> _To do_
Restate word for word the lines in the listing below, starting at the line containing "point(499, 116)" and ending at the line containing "If you could indicate the yellow pipe", both included; leave out the rest.

> _Task input_
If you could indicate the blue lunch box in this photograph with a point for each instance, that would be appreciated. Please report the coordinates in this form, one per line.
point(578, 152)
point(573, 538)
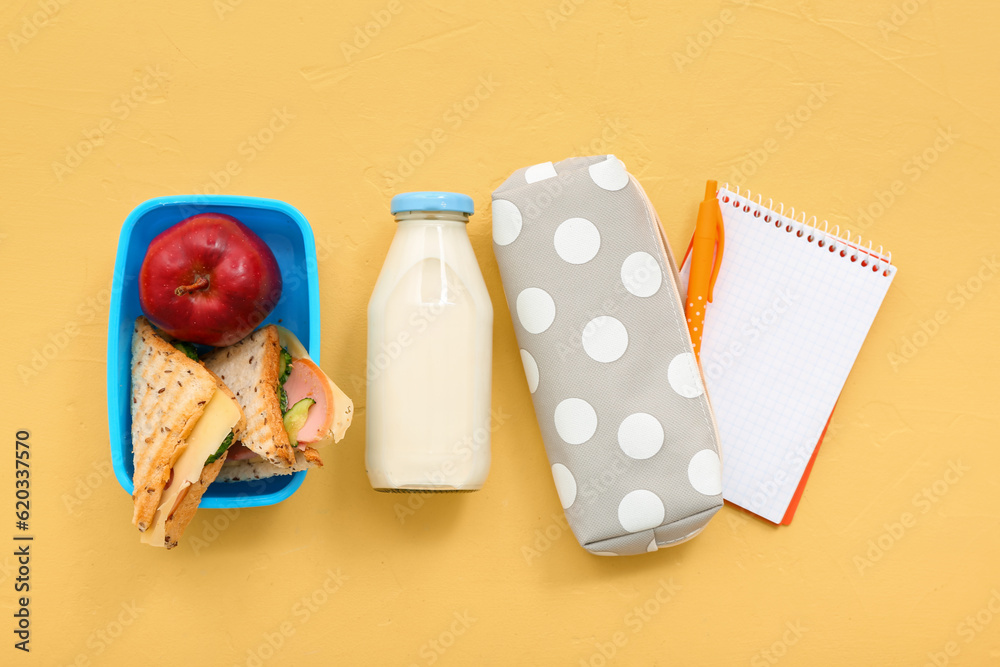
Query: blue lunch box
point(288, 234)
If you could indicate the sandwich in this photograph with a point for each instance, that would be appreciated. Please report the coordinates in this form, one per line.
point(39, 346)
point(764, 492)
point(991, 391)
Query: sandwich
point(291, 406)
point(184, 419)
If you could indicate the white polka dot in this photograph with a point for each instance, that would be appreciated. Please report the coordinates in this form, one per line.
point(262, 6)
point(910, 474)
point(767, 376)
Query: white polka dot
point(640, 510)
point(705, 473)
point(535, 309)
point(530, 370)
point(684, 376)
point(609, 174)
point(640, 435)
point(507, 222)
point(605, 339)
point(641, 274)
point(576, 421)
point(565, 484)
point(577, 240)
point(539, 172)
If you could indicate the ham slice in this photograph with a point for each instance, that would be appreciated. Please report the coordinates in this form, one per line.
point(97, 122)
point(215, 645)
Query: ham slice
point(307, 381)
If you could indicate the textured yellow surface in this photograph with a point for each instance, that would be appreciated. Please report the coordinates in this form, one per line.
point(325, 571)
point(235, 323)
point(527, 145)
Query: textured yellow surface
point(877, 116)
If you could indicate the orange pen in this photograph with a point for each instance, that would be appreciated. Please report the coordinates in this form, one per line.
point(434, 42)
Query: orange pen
...
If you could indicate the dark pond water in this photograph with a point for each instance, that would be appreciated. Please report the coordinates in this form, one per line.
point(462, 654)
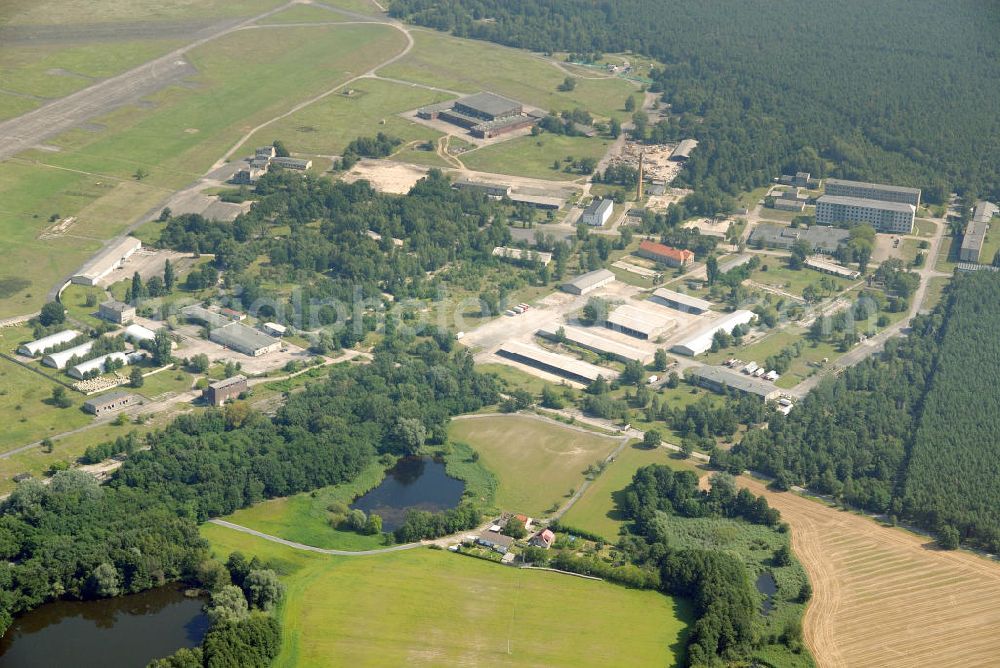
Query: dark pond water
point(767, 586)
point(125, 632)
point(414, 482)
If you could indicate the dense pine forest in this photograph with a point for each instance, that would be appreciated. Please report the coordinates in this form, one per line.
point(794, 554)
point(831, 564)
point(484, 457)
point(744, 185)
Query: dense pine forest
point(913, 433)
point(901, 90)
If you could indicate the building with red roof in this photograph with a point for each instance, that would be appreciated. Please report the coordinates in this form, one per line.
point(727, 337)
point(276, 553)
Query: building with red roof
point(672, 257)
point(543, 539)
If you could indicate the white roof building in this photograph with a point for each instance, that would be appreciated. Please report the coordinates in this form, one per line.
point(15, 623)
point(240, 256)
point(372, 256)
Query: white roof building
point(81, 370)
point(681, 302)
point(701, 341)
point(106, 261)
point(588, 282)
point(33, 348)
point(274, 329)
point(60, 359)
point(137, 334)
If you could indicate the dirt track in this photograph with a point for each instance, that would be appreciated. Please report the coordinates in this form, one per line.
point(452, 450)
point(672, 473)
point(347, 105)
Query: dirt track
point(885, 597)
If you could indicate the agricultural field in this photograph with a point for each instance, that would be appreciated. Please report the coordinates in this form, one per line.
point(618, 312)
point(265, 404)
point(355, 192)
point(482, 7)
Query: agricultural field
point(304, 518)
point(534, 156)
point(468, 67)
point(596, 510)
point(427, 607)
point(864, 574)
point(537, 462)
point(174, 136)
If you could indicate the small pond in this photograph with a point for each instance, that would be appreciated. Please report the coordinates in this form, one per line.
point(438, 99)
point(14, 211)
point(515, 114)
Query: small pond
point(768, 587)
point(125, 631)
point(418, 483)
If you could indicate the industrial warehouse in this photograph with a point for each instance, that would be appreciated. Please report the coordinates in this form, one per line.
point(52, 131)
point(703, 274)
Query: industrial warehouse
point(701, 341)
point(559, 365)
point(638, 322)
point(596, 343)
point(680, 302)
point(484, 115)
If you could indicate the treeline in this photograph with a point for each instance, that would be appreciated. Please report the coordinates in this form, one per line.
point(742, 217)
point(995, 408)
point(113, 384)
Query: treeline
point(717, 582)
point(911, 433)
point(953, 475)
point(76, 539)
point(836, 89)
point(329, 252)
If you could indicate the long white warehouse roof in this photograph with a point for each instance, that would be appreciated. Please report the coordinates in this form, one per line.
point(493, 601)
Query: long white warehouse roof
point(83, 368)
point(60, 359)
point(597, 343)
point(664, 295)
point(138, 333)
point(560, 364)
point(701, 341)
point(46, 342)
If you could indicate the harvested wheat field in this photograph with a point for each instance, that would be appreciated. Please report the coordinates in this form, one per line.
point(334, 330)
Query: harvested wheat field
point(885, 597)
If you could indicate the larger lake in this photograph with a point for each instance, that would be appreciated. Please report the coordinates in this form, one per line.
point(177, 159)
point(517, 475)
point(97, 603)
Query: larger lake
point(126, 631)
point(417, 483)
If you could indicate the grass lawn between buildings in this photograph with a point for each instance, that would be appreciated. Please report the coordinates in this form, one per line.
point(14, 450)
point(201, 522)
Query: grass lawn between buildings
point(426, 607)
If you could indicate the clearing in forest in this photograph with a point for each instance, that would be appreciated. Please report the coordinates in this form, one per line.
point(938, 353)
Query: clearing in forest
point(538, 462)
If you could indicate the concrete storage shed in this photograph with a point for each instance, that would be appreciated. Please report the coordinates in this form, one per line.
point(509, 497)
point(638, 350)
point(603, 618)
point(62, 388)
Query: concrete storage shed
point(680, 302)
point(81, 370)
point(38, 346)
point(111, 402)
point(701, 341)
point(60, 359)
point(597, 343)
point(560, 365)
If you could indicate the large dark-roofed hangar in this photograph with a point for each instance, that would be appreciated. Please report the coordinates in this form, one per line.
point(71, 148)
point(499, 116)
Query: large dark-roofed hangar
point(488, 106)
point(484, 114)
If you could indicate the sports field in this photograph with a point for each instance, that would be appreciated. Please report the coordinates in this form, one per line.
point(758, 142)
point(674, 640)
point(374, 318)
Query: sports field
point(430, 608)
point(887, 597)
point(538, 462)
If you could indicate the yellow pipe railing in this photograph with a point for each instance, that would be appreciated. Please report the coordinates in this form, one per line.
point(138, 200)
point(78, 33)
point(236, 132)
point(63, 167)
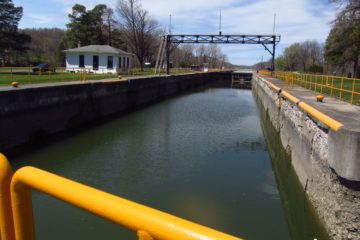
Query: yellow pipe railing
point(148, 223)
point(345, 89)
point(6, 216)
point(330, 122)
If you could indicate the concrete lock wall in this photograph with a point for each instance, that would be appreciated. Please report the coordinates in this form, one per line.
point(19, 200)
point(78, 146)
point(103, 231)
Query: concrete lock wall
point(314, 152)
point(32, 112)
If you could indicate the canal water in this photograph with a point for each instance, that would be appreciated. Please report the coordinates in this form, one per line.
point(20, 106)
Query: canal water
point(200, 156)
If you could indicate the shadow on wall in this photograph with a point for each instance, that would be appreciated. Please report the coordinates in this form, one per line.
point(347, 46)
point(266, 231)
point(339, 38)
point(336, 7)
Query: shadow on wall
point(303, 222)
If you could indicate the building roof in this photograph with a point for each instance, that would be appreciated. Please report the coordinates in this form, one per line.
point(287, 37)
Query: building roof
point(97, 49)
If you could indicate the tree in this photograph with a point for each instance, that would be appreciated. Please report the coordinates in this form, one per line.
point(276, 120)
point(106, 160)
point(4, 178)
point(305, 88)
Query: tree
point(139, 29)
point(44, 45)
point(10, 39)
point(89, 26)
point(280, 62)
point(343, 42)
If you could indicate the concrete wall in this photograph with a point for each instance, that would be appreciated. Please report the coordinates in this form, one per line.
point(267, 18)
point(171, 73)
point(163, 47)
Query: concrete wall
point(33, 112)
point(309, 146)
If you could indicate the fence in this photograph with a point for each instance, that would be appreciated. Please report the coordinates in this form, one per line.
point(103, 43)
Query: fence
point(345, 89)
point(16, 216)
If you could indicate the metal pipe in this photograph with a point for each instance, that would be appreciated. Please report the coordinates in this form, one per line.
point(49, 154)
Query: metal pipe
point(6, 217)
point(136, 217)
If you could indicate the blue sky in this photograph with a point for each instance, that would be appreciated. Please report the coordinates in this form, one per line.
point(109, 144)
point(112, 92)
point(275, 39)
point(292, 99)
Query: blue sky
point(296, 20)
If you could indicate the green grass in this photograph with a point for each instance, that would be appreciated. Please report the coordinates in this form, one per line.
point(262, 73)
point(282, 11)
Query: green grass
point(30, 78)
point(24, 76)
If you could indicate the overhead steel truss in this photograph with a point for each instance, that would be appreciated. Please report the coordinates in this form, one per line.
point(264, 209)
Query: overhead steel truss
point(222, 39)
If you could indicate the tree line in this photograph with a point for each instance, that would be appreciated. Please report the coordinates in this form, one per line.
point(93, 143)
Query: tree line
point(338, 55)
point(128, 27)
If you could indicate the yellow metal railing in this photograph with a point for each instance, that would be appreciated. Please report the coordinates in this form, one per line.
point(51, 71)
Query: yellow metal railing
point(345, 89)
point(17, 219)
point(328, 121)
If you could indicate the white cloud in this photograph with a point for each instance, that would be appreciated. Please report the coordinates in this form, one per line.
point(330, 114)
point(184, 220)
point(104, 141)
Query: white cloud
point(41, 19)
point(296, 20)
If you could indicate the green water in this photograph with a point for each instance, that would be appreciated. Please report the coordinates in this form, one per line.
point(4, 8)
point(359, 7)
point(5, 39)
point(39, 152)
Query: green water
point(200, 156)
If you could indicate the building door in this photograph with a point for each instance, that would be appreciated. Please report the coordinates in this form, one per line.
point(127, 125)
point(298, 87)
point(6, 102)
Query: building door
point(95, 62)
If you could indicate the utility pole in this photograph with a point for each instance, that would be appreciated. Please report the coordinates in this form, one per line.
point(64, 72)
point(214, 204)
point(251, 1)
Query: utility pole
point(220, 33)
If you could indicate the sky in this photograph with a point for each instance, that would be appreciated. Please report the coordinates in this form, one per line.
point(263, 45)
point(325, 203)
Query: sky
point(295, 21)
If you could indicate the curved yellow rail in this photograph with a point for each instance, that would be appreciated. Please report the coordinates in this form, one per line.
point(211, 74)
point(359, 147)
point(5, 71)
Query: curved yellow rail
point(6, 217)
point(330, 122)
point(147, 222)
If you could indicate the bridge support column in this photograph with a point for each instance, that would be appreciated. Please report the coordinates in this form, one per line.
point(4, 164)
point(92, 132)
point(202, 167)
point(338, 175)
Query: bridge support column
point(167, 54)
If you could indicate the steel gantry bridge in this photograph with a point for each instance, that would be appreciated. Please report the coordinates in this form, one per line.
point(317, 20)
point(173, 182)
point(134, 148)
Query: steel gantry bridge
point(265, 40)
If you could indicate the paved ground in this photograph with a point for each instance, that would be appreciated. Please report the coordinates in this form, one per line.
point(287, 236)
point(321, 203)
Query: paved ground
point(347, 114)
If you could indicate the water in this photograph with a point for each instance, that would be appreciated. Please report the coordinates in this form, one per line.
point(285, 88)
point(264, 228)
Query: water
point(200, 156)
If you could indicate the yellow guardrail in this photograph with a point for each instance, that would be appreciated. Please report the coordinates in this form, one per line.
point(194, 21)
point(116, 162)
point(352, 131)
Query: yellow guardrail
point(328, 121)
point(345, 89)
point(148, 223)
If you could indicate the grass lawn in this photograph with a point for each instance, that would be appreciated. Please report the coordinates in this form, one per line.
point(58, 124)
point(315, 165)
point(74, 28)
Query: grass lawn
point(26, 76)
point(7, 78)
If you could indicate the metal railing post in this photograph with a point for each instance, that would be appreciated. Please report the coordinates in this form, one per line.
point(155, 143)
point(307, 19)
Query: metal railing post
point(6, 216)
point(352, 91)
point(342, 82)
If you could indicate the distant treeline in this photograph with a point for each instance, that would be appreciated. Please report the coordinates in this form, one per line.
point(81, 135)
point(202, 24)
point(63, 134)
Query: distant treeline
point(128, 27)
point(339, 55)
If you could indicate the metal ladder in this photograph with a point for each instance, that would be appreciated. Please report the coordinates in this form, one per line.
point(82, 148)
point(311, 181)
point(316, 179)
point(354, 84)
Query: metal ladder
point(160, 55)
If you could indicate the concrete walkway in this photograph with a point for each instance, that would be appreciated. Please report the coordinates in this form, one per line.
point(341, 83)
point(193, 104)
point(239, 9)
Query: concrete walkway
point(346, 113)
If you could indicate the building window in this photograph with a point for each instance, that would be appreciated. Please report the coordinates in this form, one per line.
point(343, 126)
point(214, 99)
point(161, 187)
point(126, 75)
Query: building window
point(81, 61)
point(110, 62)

> _Answer to the problem_
point(499, 116)
Query: large dark-roofed hangar
point(488, 106)
point(484, 114)
If you could indicate the sports field in this photograph with a point for each instance, that would be appreciated. Please report the coordinates in this form, one per line.
point(758, 142)
point(674, 640)
point(374, 318)
Query: sports field
point(430, 608)
point(887, 597)
point(538, 462)
If you could indicate the yellow pipe railing in this photograph with a point for each instance, that would be appreciated. Please report the coordinates in this form, one per line.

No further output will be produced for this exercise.